◆ Instruction:
Repeat the whole listing below, word for word.

◆ Task inputs:
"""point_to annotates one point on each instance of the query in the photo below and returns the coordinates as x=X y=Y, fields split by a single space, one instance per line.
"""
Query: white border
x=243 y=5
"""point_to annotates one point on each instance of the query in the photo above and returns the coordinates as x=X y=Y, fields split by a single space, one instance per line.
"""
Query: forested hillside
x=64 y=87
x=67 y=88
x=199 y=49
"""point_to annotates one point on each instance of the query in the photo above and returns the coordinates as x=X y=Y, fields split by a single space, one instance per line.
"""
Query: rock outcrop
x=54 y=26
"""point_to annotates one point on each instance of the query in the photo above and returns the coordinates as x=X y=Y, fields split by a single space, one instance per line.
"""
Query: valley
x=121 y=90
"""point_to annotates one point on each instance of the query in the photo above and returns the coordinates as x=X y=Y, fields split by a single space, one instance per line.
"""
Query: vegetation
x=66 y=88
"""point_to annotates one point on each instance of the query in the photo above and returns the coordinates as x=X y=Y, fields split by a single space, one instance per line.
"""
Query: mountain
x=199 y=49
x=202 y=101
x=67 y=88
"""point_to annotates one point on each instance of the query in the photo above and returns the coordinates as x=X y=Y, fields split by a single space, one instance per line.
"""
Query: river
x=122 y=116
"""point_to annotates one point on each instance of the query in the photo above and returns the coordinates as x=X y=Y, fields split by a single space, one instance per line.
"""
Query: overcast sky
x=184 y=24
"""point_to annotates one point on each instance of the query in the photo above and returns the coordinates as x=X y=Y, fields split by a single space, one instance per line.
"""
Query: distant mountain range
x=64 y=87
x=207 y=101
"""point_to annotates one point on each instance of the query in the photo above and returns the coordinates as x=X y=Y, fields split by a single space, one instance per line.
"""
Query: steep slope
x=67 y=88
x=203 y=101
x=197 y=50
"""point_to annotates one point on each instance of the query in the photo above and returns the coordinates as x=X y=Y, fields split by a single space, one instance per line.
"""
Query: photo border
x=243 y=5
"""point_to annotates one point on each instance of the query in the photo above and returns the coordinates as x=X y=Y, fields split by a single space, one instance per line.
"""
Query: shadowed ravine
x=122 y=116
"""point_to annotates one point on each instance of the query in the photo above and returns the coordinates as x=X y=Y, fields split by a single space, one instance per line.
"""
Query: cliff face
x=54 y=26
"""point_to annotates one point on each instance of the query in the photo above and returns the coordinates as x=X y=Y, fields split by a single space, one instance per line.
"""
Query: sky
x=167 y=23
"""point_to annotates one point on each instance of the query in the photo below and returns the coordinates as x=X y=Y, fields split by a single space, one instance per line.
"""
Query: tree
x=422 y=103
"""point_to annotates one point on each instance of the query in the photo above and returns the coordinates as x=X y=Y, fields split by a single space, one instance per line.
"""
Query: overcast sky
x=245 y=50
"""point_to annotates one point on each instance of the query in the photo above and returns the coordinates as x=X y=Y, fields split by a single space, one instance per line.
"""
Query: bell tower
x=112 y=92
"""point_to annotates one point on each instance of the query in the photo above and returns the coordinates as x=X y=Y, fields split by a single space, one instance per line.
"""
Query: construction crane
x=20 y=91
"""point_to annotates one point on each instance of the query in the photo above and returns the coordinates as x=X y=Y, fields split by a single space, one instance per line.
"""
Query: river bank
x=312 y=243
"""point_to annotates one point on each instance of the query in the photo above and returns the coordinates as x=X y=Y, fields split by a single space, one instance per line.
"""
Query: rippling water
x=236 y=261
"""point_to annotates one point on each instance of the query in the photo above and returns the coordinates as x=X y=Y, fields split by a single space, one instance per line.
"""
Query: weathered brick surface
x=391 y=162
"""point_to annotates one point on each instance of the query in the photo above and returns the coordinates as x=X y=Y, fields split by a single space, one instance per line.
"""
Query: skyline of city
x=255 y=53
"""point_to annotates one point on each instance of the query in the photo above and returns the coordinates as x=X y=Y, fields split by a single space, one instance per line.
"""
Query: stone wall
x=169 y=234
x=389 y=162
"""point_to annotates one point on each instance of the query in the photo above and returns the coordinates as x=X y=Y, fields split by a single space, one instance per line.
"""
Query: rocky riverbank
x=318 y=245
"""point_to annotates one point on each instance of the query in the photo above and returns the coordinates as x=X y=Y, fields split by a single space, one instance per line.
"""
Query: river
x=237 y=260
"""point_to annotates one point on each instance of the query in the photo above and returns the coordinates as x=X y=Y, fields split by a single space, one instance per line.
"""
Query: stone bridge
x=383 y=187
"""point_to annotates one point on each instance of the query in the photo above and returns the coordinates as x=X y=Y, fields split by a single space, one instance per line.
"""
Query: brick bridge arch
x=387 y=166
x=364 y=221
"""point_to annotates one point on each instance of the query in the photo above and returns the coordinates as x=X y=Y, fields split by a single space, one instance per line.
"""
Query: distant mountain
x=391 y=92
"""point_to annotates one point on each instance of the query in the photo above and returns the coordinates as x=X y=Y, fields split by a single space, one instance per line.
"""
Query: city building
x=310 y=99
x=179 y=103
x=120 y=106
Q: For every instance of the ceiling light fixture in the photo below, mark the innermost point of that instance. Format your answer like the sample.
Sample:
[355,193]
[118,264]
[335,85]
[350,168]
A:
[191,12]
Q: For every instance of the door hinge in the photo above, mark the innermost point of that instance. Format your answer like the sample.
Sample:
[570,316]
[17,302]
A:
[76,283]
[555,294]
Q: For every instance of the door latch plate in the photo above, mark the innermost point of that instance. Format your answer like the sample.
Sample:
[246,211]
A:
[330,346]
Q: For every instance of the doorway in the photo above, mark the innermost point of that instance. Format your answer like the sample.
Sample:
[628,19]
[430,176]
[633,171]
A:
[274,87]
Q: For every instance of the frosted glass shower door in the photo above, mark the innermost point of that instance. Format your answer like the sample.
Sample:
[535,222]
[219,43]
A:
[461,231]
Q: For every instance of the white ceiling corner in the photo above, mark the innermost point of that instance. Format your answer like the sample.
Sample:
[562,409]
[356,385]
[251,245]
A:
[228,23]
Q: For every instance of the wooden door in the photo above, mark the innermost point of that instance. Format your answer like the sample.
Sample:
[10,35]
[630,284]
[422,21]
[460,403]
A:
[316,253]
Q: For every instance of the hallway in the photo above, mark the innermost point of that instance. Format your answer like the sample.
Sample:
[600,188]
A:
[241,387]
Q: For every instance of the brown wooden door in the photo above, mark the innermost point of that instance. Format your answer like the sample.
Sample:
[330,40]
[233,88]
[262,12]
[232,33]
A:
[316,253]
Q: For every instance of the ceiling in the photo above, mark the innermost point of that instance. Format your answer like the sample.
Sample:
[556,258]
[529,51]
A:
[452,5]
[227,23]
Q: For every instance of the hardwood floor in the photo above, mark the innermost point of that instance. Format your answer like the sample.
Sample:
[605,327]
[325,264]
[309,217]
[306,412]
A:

◆ Response to the task:
"""point_to annotates one point on each instance of the query in the photo below and returns the coordinates as x=X y=Y, fields split by a single space, one instance per line.
"""
Query: white border
x=243 y=5
"""point_to annotates one point on each instance of the query in the photo above and returns the coordinates as x=X y=Y, fields split by a single space, one instance per line.
"""
Query: forested hillside
x=64 y=87
x=67 y=88
x=199 y=49
"""point_to annotates one point on each instance of the query in the photo above and returns the coordinates as x=X y=Y, fields split by a single space, one instance per line.
"""
Query: rock outcrop
x=54 y=26
"""point_to annotates one point on each instance of the query in the photo above and returns the coordinates as x=X y=Y, fields split by a single space, one instance per line.
"""
Query: valley
x=121 y=90
"""point_to annotates one point on each instance of the query in the photo above and returns the coordinates as x=X y=Y, fields split by a single space, one instance per line.
"""
Query: vegetation
x=66 y=88
"""point_to annotates one point on each instance of the query in the photo above and returns the coordinates as x=X y=Y, fields split by a single space, one instance per line.
"""
Query: mountain
x=199 y=49
x=202 y=101
x=67 y=88
"""point_to annotates one point on each instance of the query in the photo above and returns the coordinates as x=X y=Y, fields split by a single space, one instance per line.
"""
Query: river
x=122 y=116
"""point_to annotates one point on each instance of the query in the photo above and returns the coordinates as x=X y=Y, fields split by a single space, one instance per line.
"""
Query: overcast sky
x=184 y=24
"""point_to annotates one point on each instance of the query in the photo above and returns the coordinates as x=X y=Y, fields split by a single space, one instance per line.
"""
Query: distant mountain range
x=64 y=87
x=207 y=101
"""point_to annotates one point on each instance of the query in the photo above and returns the coordinates as x=X y=Y, fields split by a single space, one instance per line.
"""
Query: steep slope
x=67 y=88
x=203 y=101
x=197 y=50
"""point_to annotates one point on each instance of the query in the photo above and returns the coordinates as x=X y=Y, fields split by a single space, one instance per line.
"""
Query: photo border
x=243 y=5
"""point_to annotates one point on each instance of the query in the photo above and returns the coordinates as x=X y=Y, fields split by a single space, one instance per line.
"""
Query: shadowed ravine
x=122 y=116
"""point_to annotates one point on each instance of the query in the photo above and returns the coordinates as x=X y=Y, fields split by a single space, one instance per line.
"""
Query: cliff face
x=54 y=26
"""point_to annotates one point on each instance of the query in the photo above and returns the coordinates as x=X y=Y, fields split by a single space, one instance per line.
"""
Query: sky
x=167 y=23
"""point_to annotates one point on each instance of the query in the photo below and returns the coordinates as x=X y=Y, fields split by a single space, one instance per line.
"""
Query: tree
x=422 y=103
"""point_to annotates one point on each instance of the query in the photo above and returns the coordinates as x=X y=Y, fields split by a single space, one instance per line.
"""
Query: overcast sky
x=245 y=50
"""point_to annotates one point on each instance of the query in the photo above and returns the coordinates as x=X y=Y, fields split by a single space, one instance per line.
"""
Query: bell tower
x=112 y=92
"""point_to annotates one point on each instance of the query in the photo above and returns the coordinates as x=X y=Y, fields split by a single space, one instance per line.
"""
Query: construction crane
x=20 y=91
"""point_to annotates one point on each instance of the query in the photo above and returns the coordinates as x=X y=Y, fields split by a single space, one instance per line.
"""
Query: river bank
x=312 y=243
"""point_to annotates one point on each instance of the query in the photo above and returns the coordinates as x=X y=Y, fields split by a single space, one instance per line.
"""
Query: rippling water
x=236 y=261
"""point_to annotates one point on each instance of the query in the photo above and returns the coordinates as x=X y=Y, fields split by a single space, one instance per line.
"""
Query: weathered brick surface
x=391 y=162
"""point_to annotates one point on each instance of the query in the photo above and returns the coordinates as x=X y=Y, fields split by a single space, one instance per line.
"""
Query: skyline of city
x=255 y=53
"""point_to annotates one point on each instance of the query in the photo above and returns the coordinates as x=X y=Y, fields split by a single space, one instance per line.
"""
Query: stone wall
x=169 y=234
x=389 y=162
"""point_to annotates one point on each instance of the query in the photo above and returns the coordinates as x=X y=Y, fields split by a single space, one instance per line.
"""
Query: rocky riverbank
x=318 y=245
"""point_to annotates one point on each instance of the query in the photo above and returns the coordinates as x=X y=Y, fields split by a single space, one instance per line.
"""
Query: river
x=237 y=260
"""point_to annotates one point on each instance of the query in the photo above and returns the coordinates as x=X y=Y, fields split by a single space, one instance per line.
"""
Query: stone bridge
x=383 y=187
"""point_to annotates one point on each instance of the query in the photo above and returns the coordinates as x=X y=Y, fields split by a single space, one instance per line.
"""
Query: brick bridge arch
x=387 y=166
x=364 y=221
"""point_to annotates one point on each instance of the query in the photo above and returns the coordinates as x=X y=Y, fields split by a single space, one instance per line.
"""
Query: distant mountain
x=391 y=92
"""point_to annotates one point on each instance of the query in the photo above and returns the coordinates as x=X y=Y, fields split by a single space, one instance per line.
"""
Query: city building
x=310 y=99
x=179 y=103
x=120 y=106
Q: For every instance of the ceiling light fixture in the photo below, mark the innermost point of that instance. Format your answer like the sample.
Sample:
[355,193]
[118,264]
[335,85]
[350,168]
A:
[191,12]
Q: For every instance of the door hinge in the photo above, mark the innermost point of that instance. Format your answer like the sample.
Sample:
[570,316]
[17,302]
A:
[76,283]
[555,294]
Q: For every instance of the door latch plate in the photo above, mark the innermost point of that instance. Format your answer like the sample.
Sample:
[246,211]
A:
[330,346]
Q: For every instance of the doorway in the photo above, mark the innermost point of that instance. Format your answer like the sample.
Sample:
[628,19]
[430,176]
[633,171]
A:
[274,87]
Q: For every instance of the frosted glass shower door in the photo above, mark the innermost point of that instance. Format your answer like the sample.
Sample:
[535,222]
[219,43]
A:
[461,231]
Q: For every instance of the white ceiling corner in the photo above, mark the innermost point of that instance. Format your answer like the sample.
Sample:
[562,409]
[356,385]
[251,245]
A:
[228,23]
Q: For every instance of the wooden door in the photo above, mark the innermost point of that instance. Format your answer like the sample.
Sample:
[10,35]
[630,284]
[422,21]
[460,403]
A:
[316,253]
Q: For every instance of the hallway in the photo above, mark the innermost point of that instance. Format your answer like the sample.
Sample:
[600,188]
A:
[241,387]
Q: For every instance of the brown wooden door in the photo above, mark the innermost point of that instance. Format your answer like the sample.
Sample:
[330,40]
[233,88]
[262,12]
[232,33]
A:
[316,253]
Q: For every instance of the ceiling in the photo above, mark the innermost point of that instance. Format your answer like the sample.
Sample:
[556,258]
[529,51]
A:
[452,5]
[227,23]
Q: For every instance of the hardwood floor in the photo above, mark the innermost point of that instance. Format your answer like the sample.
Sample:
[605,327]
[325,264]
[309,217]
[306,412]
A:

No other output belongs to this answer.